EXERCISE BRIEF. Every line from the first one in the data below through the line holding "positive clicks: (100, 46)" is to be written out exactly, with the pictures omitted.

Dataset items
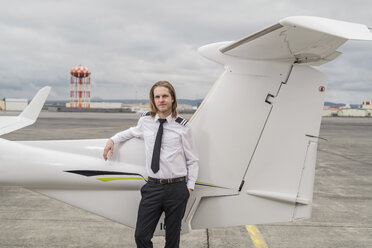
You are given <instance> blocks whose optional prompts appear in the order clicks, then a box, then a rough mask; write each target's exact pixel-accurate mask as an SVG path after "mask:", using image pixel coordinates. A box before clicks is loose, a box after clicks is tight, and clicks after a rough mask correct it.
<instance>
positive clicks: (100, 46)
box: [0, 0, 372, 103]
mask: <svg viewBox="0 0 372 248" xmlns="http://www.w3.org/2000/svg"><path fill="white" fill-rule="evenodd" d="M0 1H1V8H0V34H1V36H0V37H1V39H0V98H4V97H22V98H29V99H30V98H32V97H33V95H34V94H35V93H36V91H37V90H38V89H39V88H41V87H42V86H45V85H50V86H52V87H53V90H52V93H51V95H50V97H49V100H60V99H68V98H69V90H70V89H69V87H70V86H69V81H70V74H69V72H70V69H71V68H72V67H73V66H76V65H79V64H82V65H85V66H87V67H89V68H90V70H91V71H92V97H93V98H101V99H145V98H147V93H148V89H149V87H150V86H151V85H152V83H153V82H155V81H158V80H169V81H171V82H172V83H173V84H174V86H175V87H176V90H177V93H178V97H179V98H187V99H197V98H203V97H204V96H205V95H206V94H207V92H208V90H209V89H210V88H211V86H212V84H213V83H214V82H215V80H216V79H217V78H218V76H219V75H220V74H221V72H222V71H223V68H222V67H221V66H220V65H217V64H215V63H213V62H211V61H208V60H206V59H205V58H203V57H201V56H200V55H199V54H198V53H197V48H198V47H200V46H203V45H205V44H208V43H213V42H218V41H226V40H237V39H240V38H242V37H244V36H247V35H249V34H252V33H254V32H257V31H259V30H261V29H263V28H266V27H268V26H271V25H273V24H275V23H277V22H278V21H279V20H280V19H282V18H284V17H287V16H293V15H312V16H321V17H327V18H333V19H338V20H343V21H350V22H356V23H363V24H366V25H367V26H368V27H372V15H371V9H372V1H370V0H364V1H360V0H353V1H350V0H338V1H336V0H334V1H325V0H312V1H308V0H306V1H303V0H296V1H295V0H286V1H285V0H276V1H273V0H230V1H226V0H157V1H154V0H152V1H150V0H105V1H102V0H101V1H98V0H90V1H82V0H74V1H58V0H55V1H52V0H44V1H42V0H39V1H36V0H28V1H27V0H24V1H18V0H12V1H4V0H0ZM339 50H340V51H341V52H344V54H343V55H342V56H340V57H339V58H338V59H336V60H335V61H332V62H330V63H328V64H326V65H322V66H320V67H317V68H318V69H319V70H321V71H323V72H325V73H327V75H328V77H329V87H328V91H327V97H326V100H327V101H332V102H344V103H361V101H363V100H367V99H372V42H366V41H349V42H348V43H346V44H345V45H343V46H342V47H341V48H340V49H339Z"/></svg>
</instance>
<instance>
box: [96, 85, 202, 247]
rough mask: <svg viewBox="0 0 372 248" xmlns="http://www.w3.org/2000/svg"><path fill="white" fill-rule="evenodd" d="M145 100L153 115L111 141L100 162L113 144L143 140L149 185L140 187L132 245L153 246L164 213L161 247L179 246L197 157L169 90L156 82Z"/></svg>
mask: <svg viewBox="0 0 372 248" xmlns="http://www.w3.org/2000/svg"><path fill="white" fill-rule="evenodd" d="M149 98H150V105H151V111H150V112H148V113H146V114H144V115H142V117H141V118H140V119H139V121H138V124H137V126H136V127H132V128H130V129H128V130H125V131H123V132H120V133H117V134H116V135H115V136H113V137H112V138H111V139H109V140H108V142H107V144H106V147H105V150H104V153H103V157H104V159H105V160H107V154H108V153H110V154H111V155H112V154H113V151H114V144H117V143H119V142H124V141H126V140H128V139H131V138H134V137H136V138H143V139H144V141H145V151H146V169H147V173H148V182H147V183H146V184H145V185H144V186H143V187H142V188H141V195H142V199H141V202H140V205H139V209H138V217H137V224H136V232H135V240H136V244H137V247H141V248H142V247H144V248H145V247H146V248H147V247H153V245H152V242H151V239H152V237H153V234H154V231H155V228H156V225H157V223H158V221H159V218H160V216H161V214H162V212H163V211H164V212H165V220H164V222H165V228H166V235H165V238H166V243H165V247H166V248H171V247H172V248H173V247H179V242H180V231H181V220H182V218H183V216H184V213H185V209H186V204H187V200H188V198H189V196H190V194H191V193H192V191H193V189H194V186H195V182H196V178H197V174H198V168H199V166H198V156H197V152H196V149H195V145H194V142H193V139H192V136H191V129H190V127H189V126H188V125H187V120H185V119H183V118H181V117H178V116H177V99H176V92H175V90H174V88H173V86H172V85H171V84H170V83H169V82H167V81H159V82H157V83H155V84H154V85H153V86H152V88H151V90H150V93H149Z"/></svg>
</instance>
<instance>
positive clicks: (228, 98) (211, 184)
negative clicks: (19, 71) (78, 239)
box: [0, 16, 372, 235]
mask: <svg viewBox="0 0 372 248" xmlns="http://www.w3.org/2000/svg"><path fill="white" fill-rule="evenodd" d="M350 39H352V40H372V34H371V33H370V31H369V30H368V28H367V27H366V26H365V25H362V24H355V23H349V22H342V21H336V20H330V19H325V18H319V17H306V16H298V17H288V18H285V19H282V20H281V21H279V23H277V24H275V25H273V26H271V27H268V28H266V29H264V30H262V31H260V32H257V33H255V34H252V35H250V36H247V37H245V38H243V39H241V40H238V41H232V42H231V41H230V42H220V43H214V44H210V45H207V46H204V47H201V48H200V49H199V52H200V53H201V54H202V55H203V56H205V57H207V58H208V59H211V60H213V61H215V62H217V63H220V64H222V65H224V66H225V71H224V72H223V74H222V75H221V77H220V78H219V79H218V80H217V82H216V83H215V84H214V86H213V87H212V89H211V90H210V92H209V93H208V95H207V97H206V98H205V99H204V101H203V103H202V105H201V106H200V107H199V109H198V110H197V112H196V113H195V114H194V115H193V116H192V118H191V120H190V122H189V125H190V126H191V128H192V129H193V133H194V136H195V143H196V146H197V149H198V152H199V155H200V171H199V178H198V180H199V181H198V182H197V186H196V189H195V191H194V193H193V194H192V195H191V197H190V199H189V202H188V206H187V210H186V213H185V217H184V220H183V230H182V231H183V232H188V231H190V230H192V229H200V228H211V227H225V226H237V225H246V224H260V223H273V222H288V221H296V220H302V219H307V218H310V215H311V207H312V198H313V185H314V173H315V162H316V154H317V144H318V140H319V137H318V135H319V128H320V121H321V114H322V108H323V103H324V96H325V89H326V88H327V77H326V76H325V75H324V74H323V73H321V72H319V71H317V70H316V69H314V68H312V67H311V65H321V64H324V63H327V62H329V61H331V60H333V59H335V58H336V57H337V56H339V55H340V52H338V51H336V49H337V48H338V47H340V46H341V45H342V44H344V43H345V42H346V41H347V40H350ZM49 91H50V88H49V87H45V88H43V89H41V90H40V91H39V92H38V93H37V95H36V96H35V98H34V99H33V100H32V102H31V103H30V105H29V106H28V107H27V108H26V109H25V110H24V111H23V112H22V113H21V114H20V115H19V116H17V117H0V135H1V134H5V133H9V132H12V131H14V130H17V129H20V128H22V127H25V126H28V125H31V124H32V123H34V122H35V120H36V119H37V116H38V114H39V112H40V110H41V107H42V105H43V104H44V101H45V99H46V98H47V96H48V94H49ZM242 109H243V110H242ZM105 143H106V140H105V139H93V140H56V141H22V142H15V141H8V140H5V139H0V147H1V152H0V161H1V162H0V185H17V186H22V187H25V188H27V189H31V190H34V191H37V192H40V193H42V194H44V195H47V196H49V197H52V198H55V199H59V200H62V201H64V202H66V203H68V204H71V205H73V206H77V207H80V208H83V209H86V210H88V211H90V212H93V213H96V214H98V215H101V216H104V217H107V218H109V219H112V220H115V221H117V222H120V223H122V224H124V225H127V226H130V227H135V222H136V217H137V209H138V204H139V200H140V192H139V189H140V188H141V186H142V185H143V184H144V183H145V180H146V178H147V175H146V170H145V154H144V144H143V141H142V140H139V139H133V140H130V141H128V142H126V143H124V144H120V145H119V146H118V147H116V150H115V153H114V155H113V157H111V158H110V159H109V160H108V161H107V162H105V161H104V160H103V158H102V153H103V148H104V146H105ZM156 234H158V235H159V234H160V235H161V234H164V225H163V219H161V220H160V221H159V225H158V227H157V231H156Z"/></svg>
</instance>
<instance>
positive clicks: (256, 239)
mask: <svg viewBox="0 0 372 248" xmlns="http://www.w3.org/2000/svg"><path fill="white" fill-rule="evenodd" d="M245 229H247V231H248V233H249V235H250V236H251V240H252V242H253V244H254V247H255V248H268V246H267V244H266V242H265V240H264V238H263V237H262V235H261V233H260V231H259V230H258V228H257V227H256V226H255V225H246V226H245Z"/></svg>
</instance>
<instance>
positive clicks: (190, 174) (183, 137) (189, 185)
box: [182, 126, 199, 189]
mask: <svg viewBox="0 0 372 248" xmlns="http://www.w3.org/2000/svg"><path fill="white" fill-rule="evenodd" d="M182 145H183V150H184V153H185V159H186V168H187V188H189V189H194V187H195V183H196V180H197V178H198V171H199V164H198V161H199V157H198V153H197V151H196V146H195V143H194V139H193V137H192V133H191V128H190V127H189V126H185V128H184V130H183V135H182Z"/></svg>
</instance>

EXERCISE OUTPUT.
You are given <instance> blocks whose optional prompts appear in the order clicks, then a box, then a rough mask; write each target's exact pixel-accurate mask as an SVG path after "mask:", using image pixel coordinates. A box before clicks is loose, a box after clicks is tight, and clicks after a rough mask correct it.
<instance>
positive clicks: (100, 46)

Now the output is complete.